Task goal »
Would you transcribe all of the data exactly, down to the last character?
:::
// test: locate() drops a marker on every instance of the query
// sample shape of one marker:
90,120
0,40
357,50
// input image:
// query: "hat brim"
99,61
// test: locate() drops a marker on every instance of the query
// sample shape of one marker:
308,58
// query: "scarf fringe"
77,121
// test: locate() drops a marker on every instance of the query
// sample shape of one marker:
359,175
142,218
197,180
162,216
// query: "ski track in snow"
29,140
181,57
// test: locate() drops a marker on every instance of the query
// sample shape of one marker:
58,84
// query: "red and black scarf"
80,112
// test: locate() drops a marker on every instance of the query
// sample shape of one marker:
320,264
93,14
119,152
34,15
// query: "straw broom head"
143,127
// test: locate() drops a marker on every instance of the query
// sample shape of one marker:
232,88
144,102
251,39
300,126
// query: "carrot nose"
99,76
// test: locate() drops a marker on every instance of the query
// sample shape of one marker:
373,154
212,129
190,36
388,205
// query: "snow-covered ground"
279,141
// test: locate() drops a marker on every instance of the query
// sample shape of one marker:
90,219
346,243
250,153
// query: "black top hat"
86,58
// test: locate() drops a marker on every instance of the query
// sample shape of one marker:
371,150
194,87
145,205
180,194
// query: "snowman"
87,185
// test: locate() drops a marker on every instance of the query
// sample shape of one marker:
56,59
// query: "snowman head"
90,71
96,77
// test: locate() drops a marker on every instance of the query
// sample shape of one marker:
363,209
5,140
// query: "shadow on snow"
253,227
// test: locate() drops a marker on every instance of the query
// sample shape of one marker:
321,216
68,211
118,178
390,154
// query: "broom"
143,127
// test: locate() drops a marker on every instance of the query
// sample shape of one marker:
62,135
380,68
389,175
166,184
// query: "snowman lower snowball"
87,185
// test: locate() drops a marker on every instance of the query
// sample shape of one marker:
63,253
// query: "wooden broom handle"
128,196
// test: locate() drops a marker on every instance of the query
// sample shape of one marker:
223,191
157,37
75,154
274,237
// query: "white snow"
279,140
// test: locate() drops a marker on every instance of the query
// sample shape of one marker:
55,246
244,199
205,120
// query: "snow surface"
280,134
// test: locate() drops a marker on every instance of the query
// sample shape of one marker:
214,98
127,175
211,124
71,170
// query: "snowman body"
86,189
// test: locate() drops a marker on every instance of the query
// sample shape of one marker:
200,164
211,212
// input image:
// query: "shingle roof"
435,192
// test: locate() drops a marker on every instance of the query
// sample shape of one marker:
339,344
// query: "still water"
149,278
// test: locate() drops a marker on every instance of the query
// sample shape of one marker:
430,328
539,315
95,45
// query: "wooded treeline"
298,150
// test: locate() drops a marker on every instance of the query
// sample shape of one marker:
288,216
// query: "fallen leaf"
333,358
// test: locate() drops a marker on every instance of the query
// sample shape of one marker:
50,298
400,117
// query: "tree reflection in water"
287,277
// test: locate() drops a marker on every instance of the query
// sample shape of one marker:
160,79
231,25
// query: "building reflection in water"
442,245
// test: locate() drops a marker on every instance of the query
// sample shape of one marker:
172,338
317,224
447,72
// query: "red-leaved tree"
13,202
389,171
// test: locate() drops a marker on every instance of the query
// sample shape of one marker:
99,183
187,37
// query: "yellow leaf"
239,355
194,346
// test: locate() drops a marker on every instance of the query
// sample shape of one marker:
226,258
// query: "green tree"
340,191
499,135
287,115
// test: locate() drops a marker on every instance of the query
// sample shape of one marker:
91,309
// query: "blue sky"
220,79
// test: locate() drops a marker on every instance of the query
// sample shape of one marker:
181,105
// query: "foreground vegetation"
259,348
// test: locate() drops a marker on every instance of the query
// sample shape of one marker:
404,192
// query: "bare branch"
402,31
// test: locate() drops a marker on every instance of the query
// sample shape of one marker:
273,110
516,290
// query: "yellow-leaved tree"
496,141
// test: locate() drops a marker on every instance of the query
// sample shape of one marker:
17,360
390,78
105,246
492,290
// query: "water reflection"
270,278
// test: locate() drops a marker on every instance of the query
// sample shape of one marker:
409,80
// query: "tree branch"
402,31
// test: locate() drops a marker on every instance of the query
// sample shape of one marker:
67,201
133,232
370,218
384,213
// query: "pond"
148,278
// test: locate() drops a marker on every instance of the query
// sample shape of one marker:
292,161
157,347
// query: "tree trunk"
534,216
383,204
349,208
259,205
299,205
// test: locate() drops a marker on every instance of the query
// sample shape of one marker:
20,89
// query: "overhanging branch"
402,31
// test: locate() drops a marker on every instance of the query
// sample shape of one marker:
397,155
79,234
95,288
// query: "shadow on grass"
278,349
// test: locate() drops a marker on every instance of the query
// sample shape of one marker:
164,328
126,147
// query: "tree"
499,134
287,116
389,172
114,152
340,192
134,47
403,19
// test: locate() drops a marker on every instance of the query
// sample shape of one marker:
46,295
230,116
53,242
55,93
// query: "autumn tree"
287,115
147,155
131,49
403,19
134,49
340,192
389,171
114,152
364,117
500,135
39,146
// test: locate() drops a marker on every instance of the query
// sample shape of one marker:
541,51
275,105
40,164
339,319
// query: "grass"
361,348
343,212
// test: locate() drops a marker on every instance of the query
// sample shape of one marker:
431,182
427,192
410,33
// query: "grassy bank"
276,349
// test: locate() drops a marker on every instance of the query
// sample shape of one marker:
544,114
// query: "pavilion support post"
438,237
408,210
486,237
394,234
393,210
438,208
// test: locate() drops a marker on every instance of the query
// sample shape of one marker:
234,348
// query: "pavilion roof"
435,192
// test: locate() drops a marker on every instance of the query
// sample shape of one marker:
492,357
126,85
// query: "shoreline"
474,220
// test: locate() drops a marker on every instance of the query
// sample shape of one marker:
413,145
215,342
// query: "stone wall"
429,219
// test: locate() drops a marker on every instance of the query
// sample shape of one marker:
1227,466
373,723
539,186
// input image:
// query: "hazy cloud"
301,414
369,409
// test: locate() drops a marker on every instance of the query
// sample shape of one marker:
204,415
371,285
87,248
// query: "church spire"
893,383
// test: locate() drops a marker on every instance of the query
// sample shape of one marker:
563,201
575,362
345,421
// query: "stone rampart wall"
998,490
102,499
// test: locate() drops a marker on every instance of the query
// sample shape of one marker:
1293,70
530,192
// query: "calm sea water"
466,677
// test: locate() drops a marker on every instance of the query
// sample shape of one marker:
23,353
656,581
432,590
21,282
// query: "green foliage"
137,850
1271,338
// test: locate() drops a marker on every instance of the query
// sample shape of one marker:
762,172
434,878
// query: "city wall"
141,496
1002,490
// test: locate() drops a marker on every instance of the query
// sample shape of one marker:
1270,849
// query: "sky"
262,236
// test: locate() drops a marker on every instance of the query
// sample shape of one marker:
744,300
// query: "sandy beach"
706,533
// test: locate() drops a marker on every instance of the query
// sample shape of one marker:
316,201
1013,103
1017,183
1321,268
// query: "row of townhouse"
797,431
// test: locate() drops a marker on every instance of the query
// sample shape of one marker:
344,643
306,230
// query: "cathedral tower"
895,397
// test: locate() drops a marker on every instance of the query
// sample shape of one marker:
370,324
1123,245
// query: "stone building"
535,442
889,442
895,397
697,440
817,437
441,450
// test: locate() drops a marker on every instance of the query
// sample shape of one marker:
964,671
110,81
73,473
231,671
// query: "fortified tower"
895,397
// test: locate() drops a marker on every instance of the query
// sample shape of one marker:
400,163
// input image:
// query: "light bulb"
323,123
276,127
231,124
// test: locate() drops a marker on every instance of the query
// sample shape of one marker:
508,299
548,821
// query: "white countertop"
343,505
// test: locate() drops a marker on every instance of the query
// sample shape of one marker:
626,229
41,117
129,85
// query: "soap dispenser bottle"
:::
Reply to the task »
// test: locate() drops a marker on every instance of the query
// sample shape of one marker:
90,120
0,40
357,50
// input image:
// query: "hat brim"
99,61
// test: locate() drops a marker on every instance of the query
// sample shape of one marker:
308,58
// query: "scarf fringe"
77,121
// test: locate() drops a marker on every instance of the query
// sample shape of one marker:
359,175
142,218
197,180
162,216
// query: "ski track in snow"
29,140
181,57
// test: locate() drops a marker on every instance of the query
// sample shape of one marker:
58,84
// query: "red and black scarf"
80,112
// test: locate() drops a marker on every instance of the query
// sample shape of one marker:
320,264
93,14
119,152
34,15
// query: "straw broom head"
143,127
// test: locate() drops a marker on every instance of the query
// sample shape of one marker:
232,88
144,102
251,39
300,126
// query: "carrot nose"
99,76
// test: locate() drops a marker on every instance of the query
// sample shape of one marker:
373,154
212,129
190,36
388,205
// query: "snow-covered ground"
279,141
// test: locate() drops a marker on every instance of the query
// sample shape of one marker:
90,219
346,243
250,153
// query: "black top hat"
86,58
// test: locate() drops a marker on every instance of the query
// sample shape of one marker:
371,150
194,87
145,205
180,194
// query: "snowman"
87,185
// test: locate() drops a marker on every instance of the query
// sample shape of one marker:
56,59
// query: "snowman head"
90,71
96,77
// test: locate() drops a marker on every instance of the query
// sample shape of one marker:
363,209
5,140
// query: "shadow on snow"
253,227
// test: locate() drops a marker on every instance of the query
// sample shape of one marker:
321,216
68,211
118,178
390,154
// query: "broom"
143,127
// test: locate() drops a marker on every instance of the query
// sample shape of one marker:
62,135
380,68
389,175
166,184
// query: "snowman lower snowball"
87,185
// test: locate() drops a marker on every instance of the query
// sample shape of one marker:
63,253
// query: "wooden broom handle"
128,196
// test: locate() drops a marker on every instance of the query
// sample shape of one marker:
223,191
157,37
75,154
274,237
// query: "white snow"
279,140
// test: locate() drops a marker on every instance of the query
// sample shape of one marker:
55,246
244,199
205,120
// query: "snow surface"
280,134
// test: locate() drops a marker on every instance of the query
// sample shape of one marker:
214,98
127,175
211,124
71,170
// query: "snowman body"
86,189
// test: locate() drops a marker on every instance of the query
// sample shape of one marker:
200,164
211,212
// input image:
// query: "shingle roof"
435,192
// test: locate() drops a marker on every instance of the query
// sample shape of one marker:
339,344
// query: "still water"
149,278
// test: locate() drops a marker on every instance of the query
// sample shape of one marker:
430,328
539,315
95,45
// query: "wooded treeline"
298,150
// test: locate() drops a marker on every instance of the query
// sample shape of one marker:
288,216
// query: "fallen leaf"
333,358
// test: locate() drops a marker on every instance of the query
// sample shape of one marker:
50,298
400,117
// query: "tree reflection in water"
287,277
// test: locate() drops a marker on every instance of the query
// sample shape of one marker:
160,79
231,25
// query: "building reflection in water"
442,245
// test: locate() drops a marker on every instance of the query
// sample shape of one marker:
172,338
317,224
447,72
// query: "red-leaved tree"
13,202
389,171
// test: locate() drops a marker on every instance of the query
// sample shape of one marker:
99,183
187,37
// query: "yellow leaf"
239,355
194,346
// test: locate() drops a marker on every instance of the query
// sample shape of one marker:
226,258
// query: "green tree"
340,191
499,135
287,115
// test: locate() drops a marker on every instance of the query
// sample shape of one marker:
91,309
// query: "blue sky"
220,79
// test: locate() drops a marker on every instance of the query
// sample shape of one marker:
181,105
// query: "foreground vegetation"
259,348
// test: locate() drops a marker on every instance of the query
// sample shape of one marker:
404,192
// query: "bare branch"
402,31
// test: locate() drops a marker on every instance of the query
// sample shape of one marker:
273,110
516,290
// query: "yellow-leaved tree"
496,141
// test: locate() drops a marker on every instance of the query
// sample shape of one marker:
17,360
390,78
105,246
492,290
// query: "water reflection"
270,278
// test: locate() drops a marker on every instance of the query
// sample shape of one marker:
409,80
// query: "tree branch"
402,31
// test: locate() drops a marker on every instance of the query
// sample shape of one marker:
67,201
133,232
370,218
384,213
// query: "pond"
148,278
// test: locate() drops a marker on every instance of the query
// sample shape of one marker:
292,161
157,347
// query: "tree trunk"
534,216
383,204
349,208
259,205
299,205
// test: locate() drops a marker on every instance of the query
// sample shape of one marker:
20,89
// query: "overhanging branch"
402,31
// test: locate() drops a marker on every instance of the query
// sample shape of one marker:
397,155
79,234
95,288
// query: "shadow on grass"
278,349
// test: locate() drops a marker on every instance of the query
// sample shape of one marker:
164,328
126,147
// query: "tree"
499,134
287,116
389,172
114,152
340,192
134,47
403,19
// test: locate() drops a marker on every instance of the query
// sample shape of one marker:
46,295
230,116
53,242
55,93
// query: "autumn tree"
287,115
147,155
131,49
403,19
134,49
340,192
389,171
114,152
364,117
500,135
39,146
// test: locate() drops a marker on every instance of the query
// sample shape of one marker:
541,51
275,105
40,164
339,319
// query: "grass"
361,348
343,212
// test: locate() drops a marker on every instance of the query
// sample shape of one marker:
431,182
427,192
410,33
// query: "grassy bank"
276,349
// test: locate() drops a marker on every instance of the query
// sample shape of one marker:
544,114
// query: "pavilion support post"
438,237
408,210
486,237
394,234
393,210
438,208
// test: locate() drops a marker on every instance of the query
// sample shape of one marker:
234,348
// query: "pavilion roof"
435,192
// test: locate() drops a marker on every instance of the query
// sample shape of one marker:
492,357
126,85
// query: "shoreline"
474,220
// test: locate() drops a marker on every instance of the query
// sample shape of one marker:
413,145
215,342
// query: "stone wall"
429,219
// test: locate() drops a marker on every instance of the query
// sample shape of one marker:
1227,466
373,723
539,186
// input image:
// query: "hazy cloud"
301,414
369,409
// test: locate() drops a marker on every instance of the query
// sample shape of one marker:
204,415
371,285
87,248
// query: "church spire"
893,383
// test: locate() drops a marker on every instance of the query
// sample shape of one marker:
563,201
575,362
345,421
// query: "stone rampart wall"
998,490
102,499
// test: locate() drops a marker on every instance of the query
// sample shape of one marker:
1293,70
530,192
// query: "calm sea water"
466,677
// test: locate() drops a marker on every instance of the query
// sample shape of one marker:
23,353
656,581
432,590
21,282
// query: "green foliage"
137,850
1271,338
// test: locate() drops a marker on every instance of the query
// sample shape of one marker:
762,172
434,878
// query: "city wall"
141,496
1002,490
// test: locate() drops a marker on every instance of the query
// sample shape of one marker:
1270,849
// query: "sky"
262,236
// test: locate() drops a marker on every instance of the query
// sample shape of one marker:
744,300
// query: "sandy beach"
706,533
// test: locate() drops a marker on every instance of the query
// sample shape of one marker:
316,201
1013,103
1017,183
1321,268
// query: "row of townhouse"
797,431
// test: locate() drops a marker on every instance of the query
// sample shape of one marker:
344,643
306,230
// query: "cathedral tower"
895,397
// test: locate() drops a marker on every instance of the query
// sample shape of one marker:
370,324
1123,245
// query: "stone building"
535,442
889,442
895,397
697,440
817,437
441,450
// test: locate() drops a marker on every instance of the query
// sample shape of one marker:
964,671
110,81
73,473
231,671
// query: "fortified tower"
895,397
// test: locate() drops a marker on every instance of the query
// sample shape of one marker:
400,163
// input image:
// query: "light bulb"
323,123
276,127
231,124
// test: locate() drops a marker on every instance of the query
// sample shape of one marker:
508,299
548,821
// query: "white countertop"
343,505
// test: locate() drops a marker on every instance of the query
// sample shape of one marker:
626,229
41,117
129,85
// query: "soap dispenser bottle"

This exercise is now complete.